*** Extract provided Section Begins ***
ANSWER ONE QUESTION ONLY FROM THIS PART`

 

(11a)

Equilibrium price is the price at which the quantity of a good or service demanded by buyers is equal to the quantity supplied by producers.

 

(11bi)

To find the equilibrium price:

10 – 2P = 4P – 8

4P + 2P = 10 + 8

6P = 18

P = 18/6

P = 3

The equilibrium price (P) = ₦3.00

 

(11bii)

To find the equilibrium quantity:

D = 10 – 2P

Where: P = 3

D = 10 – 2(3)

D = 10 – 6

D = 4

The equilibrium quantity (D) = 4kg

 

(11biii)

To find the excess supply:

Given:

Price (P) = ₦4.00

Excess supply = S – D

= (4P – 8) – (10 – 2P)

= (4(4) – 8) – (10 – 2(4))

= (16 – 8) – (10 – 8)

= 8 – 2

= 6

The excess supply = 6kg

 

(11biv)

To find the excess demand:

Excess demand = D – S

Given:

Price (P) = ₦1.00

= (10 – 2P) – (4P – 8)

= (10 – 2(1)) – (4(1) – 8)

= (10 – 2) – (4 – 8)

= (8) – (-4)

= 8 + 4

= 12

The excess demand = 12kg

===========================

 

(13a)

To calculate the per capita income:

Per capita income = GNP/Population

Country V:

V = 3500/140

V = 25

 

Country W:

W = 12000/180

W = 66.67

 

Country X:

X = 4000/80

X = 50

 

Country Y:

Y = 6500/100

Y = 65

 

Country Z:

Z = 3500/30

Z = 116.67

 

(13b)

To express the population of each country as a percentage of the total population:

Total population = 140+180+80+100+30

= 530

 

Total population of country V:

V = (140/530) x100

V = 26.42%

 

Total population of country W:

W = (180/530) x100

W = 33.96%

 

Total population of country X:

X = (80/530) x100

X = 15.09%

 

Total population of country Y:

Y = (100/530) x100

Y = 18.87%

 

Total population of country Z:

Z = (30/530) x100

Z = 5.66%

 

(13c)

The country with the highest per capita income generally enjoys the highest standard of living. Country Z has the highest per capita income of approximately 116.67.

 

(13d)

The range of per capita incomes is the difference between the highest and lowest per capita incomes:

= 116.67 – 25

= 91.67

===========================

SECTION B

PART II

ANSWER THREE QUESTIONS ONLY FROM THIS PART

 

(14a)
*** Extract provided Section Ends ***
*** Input data Section Begins ***
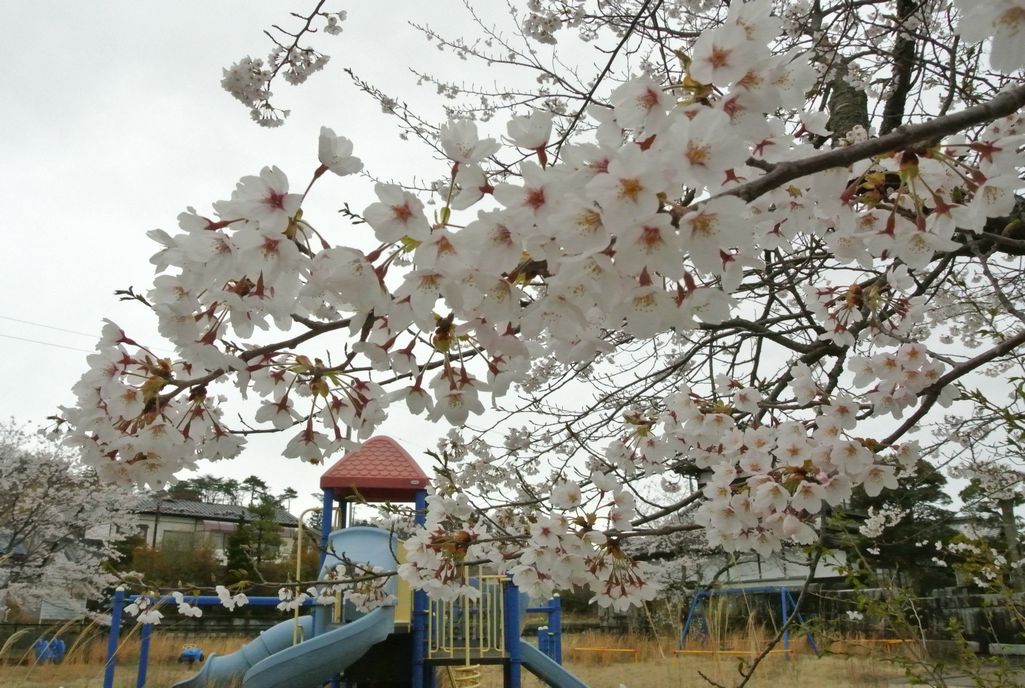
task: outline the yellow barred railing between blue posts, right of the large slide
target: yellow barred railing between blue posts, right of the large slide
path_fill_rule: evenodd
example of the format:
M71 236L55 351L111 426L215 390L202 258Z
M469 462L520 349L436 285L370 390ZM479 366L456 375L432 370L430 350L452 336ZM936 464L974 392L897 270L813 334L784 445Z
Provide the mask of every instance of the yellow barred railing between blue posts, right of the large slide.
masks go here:
M432 600L427 615L427 658L465 659L504 656L505 606L502 602L504 576L485 575L481 567L463 569L463 582L480 595L462 595L456 600Z

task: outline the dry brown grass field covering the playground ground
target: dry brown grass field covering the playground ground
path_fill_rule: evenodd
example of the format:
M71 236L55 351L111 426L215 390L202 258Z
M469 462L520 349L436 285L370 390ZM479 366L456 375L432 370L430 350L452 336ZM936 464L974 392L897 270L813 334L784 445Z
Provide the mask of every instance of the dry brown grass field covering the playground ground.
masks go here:
M182 639L169 634L161 634L159 629L151 643L150 667L147 686L166 688L175 681L192 676L198 671L176 663L181 650ZM225 654L237 650L245 642L242 638L211 638L199 644L204 652ZM691 649L702 653L673 654L674 639L660 641L650 639L624 638L582 634L564 639L564 659L569 671L576 674L590 688L692 688L710 686L702 674L723 686L734 686L740 676L738 663L749 654L730 652L752 652L752 641L744 639L729 645L723 651L716 648L693 646ZM576 648L615 648L636 652L596 652ZM846 655L831 654L816 657L802 640L794 643L794 653L770 655L758 667L749 686L754 688L848 688L853 686L884 687L903 684L902 672L893 662L883 661L899 652L892 646L860 647L856 641L849 646ZM883 649L880 649L883 648ZM837 647L832 648L834 651ZM68 659L57 665L35 665L34 655L12 657L10 652L0 664L0 686L3 688L98 688L102 685L104 657L106 644L102 639L86 641L70 648ZM707 652L707 654L703 653ZM868 656L868 654L871 656ZM117 688L134 688L138 661L138 640L129 638L119 651L115 685ZM440 684L452 686L449 672L439 670ZM524 672L523 688L541 688L539 680ZM482 688L501 688L501 672L498 666L482 670Z

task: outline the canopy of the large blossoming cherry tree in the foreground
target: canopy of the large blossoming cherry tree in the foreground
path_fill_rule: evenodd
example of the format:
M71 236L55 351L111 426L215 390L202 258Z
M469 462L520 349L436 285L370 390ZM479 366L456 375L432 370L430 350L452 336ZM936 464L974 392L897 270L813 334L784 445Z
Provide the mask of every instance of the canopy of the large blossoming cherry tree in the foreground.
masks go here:
M327 64L304 43L337 33L324 5L224 71L260 123L284 121L276 79ZM418 75L443 118L350 72L438 181L367 170L375 202L315 216L368 145L324 127L300 181L265 167L151 232L159 274L123 295L176 353L108 323L64 414L105 480L163 487L270 430L325 461L402 405L452 427L402 575L451 595L483 560L625 607L655 595L631 556L653 537L814 545L824 511L949 456L966 418L1001 432L972 391L1002 399L1025 345L1021 0L474 16L479 36L422 31L515 76ZM233 421L229 394L259 407Z

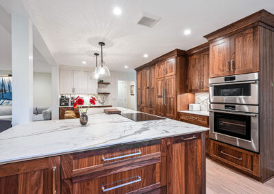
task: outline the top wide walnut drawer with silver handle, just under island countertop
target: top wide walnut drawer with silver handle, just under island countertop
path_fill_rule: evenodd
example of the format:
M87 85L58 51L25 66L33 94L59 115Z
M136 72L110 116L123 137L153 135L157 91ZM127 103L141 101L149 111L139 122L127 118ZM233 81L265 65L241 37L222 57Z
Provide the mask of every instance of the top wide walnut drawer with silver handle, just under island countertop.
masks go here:
M160 140L62 156L62 179L160 158Z

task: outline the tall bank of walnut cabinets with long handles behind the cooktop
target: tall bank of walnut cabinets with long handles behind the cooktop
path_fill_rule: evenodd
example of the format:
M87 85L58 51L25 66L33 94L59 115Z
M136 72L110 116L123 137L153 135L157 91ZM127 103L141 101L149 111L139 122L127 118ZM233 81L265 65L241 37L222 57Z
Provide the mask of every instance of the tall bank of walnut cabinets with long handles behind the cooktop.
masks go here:
M175 49L136 71L138 111L177 119L177 95L186 92L186 51Z

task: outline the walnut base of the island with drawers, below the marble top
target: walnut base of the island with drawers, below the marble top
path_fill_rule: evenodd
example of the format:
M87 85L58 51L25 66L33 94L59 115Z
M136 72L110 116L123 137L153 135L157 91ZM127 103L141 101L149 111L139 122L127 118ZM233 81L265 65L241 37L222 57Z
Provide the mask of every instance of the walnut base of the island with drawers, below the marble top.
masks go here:
M0 193L206 193L204 146L201 132L0 165Z

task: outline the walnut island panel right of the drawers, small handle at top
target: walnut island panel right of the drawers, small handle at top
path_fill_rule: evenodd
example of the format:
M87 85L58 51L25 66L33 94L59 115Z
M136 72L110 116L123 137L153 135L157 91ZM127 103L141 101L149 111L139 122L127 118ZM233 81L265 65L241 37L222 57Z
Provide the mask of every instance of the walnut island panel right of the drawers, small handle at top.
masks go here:
M170 141L167 193L206 193L205 133L174 137Z

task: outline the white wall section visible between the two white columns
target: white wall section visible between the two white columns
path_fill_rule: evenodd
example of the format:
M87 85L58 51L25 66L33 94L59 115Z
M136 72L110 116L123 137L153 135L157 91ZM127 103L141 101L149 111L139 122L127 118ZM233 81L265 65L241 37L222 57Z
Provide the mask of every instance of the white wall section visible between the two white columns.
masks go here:
M51 74L34 72L34 107L51 105Z

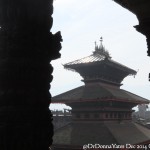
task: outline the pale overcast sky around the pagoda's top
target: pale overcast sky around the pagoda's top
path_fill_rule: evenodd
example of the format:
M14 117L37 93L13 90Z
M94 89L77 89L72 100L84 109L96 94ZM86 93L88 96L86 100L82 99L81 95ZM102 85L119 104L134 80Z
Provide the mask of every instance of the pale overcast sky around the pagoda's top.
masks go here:
M63 43L61 58L52 61L52 96L83 85L81 76L62 64L92 54L102 36L113 60L139 70L135 78L126 77L121 88L150 99L150 58L145 36L133 27L138 25L134 14L113 0L55 0L53 19L51 31L61 31Z

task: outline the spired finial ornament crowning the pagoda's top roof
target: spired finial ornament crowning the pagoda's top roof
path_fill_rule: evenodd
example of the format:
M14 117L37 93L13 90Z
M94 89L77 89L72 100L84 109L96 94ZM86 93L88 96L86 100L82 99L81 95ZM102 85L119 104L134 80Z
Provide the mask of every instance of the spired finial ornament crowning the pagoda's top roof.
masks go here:
M105 56L105 58L111 58L109 52L103 46L103 37L100 37L100 45L98 46L95 41L95 51L93 52L94 55L99 54Z

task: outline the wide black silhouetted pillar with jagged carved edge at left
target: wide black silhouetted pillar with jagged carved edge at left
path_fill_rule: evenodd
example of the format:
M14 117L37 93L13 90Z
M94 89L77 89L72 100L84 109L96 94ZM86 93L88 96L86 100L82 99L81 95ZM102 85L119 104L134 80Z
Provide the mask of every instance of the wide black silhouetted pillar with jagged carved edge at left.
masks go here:
M52 34L53 0L0 0L0 150L48 150L49 93L60 57Z

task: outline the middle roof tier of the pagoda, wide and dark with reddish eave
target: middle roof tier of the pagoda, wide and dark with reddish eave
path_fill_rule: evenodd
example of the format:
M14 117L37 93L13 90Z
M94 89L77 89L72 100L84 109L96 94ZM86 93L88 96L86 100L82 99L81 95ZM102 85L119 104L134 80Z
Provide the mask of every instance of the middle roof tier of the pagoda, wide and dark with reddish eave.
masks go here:
M150 101L141 96L120 89L119 87L101 84L84 85L59 94L52 98L52 103L74 103L84 101L124 101L137 104L148 104Z

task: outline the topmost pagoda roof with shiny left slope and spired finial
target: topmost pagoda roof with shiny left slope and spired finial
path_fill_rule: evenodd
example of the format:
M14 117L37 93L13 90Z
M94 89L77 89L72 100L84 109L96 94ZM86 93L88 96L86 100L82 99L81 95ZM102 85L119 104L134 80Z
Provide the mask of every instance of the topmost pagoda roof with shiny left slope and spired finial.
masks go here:
M96 66L96 65L98 67L101 67L101 65L103 65L103 64L106 64L107 66L112 67L112 68L117 68L118 70L125 72L126 76L129 74L131 74L131 75L136 74L135 70L133 70L121 63L118 63L111 58L109 52L105 49L105 47L102 44L102 39L101 39L100 46L96 45L96 43L95 43L95 51L90 56L83 57L81 59L77 59L75 61L66 63L63 66L65 69L76 71L76 72L80 73L79 69L80 68L83 69L84 66L86 68L88 66ZM91 70L92 68L89 67L89 69ZM107 72L108 72L108 70L107 70ZM113 73L115 73L115 72L113 72Z

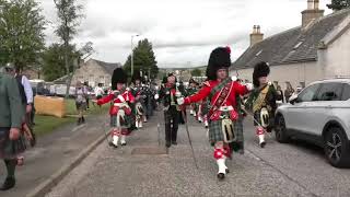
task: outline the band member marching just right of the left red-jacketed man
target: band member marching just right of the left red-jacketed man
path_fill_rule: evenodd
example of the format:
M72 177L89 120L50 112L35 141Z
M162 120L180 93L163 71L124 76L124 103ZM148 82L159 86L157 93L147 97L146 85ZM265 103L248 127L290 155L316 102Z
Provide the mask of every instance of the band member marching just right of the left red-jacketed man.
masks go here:
M136 127L142 128L142 123L147 121L145 116L145 91L142 84L142 78L140 72L135 72L132 76L133 88L131 89L132 95L136 99L135 102L135 116L136 116Z

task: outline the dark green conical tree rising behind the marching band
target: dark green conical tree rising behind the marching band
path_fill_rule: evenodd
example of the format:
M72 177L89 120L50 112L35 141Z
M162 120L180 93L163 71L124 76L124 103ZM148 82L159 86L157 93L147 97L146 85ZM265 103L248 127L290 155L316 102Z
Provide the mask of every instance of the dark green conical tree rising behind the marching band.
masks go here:
M127 61L124 65L124 69L128 76L131 76L131 55L129 55ZM138 43L138 46L133 49L133 70L142 71L145 74L150 74L151 79L156 78L159 68L153 51L152 44L148 39L142 39Z

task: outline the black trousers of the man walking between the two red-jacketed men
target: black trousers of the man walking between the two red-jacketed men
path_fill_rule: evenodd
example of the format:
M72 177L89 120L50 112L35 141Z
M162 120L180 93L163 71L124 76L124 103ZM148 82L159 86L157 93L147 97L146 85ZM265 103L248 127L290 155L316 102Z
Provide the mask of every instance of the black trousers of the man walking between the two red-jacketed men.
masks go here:
M171 106L168 111L164 112L165 118L165 141L172 142L177 140L178 123L180 112L175 106Z

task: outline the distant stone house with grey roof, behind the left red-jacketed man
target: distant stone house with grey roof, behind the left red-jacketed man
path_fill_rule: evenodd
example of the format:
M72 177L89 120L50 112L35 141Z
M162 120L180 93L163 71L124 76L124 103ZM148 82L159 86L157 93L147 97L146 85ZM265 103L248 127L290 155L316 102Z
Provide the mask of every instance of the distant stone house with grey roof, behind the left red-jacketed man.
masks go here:
M121 63L90 59L75 70L71 84L75 85L80 81L82 83L88 82L90 86L96 86L98 83L102 83L104 86L110 86L113 71L118 67L122 67Z

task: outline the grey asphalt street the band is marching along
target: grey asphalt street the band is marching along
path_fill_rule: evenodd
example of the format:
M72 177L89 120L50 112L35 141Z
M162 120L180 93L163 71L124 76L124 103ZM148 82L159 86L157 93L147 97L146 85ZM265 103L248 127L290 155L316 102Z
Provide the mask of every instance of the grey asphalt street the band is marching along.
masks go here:
M189 131L198 170L185 126L168 154L136 154L135 149L158 148L158 124L164 146L163 121L162 113L152 117L127 147L102 143L46 196L350 196L350 170L330 166L322 149L301 141L281 144L270 135L266 148L259 148L250 118L244 124L245 154L228 161L231 173L221 182L206 130L192 117Z

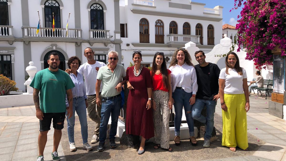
*** Input data Section Ends ***
Using the economics answers, decide whether each statement agrees with it: (a) the equilibrium price works out to ₦3.00; (b) at a price of ₦1.00, there is an excess supply of 12kg; (c) Country Y has the highest per capita income. Answer yes or no for each and quote the deciding words. The entries are separate material from the economics answers.

(a) Yes: "The equilibrium price (P) = ₦3.00"
(b) No: "The excess demand = 12kg"
(c) No: "Country Z has the highest per capita income of approximately 116.67."